== AIM OF THE TASK ==
Reproduce the following material verbatim in its entirety, omitting the pictures from your reproduction.

Extracted records
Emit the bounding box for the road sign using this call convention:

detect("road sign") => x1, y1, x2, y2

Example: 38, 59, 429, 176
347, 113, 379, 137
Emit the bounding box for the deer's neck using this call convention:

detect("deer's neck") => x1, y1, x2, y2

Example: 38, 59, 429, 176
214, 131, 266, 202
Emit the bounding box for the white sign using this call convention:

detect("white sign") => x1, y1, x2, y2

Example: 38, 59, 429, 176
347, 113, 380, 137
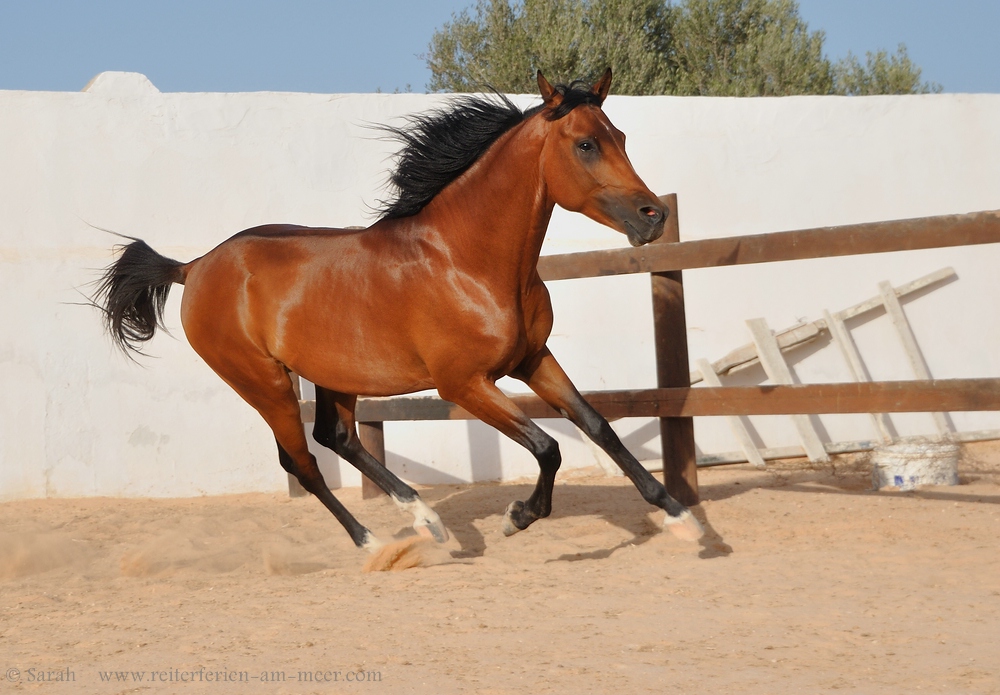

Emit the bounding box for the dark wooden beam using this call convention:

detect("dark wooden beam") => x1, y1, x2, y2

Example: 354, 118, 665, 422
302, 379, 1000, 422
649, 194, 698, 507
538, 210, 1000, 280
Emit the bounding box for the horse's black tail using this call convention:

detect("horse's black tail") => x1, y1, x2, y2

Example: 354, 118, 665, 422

== SOLUTION BELOW ==
Emit the bounding box for the road sign using this call convention:

detect("road sign") => x1, y1, x2, y2

Example: 38, 59, 429, 176
347, 113, 379, 137
Emit the bounding box for the deer's neck using this call convention:

detect("deer's neck") => x1, y1, x2, y2

Example: 38, 59, 429, 176
214, 131, 266, 202
Emit the bounding box for the white sign using this call convention:

detect("white sign") => x1, y1, x2, y2

Example: 38, 59, 429, 176
347, 113, 380, 137

Emit the bounding box for the dark wooden beam using this call convention:

detect("dark wooden beam") => x1, y1, x2, y2

Example: 354, 118, 665, 422
302, 379, 1000, 422
649, 194, 698, 507
538, 210, 1000, 280
Emit the bounding box for the horse's black tail using this call convention:

detect("horse's black tail") => x1, y1, x2, y2

Example: 354, 118, 665, 422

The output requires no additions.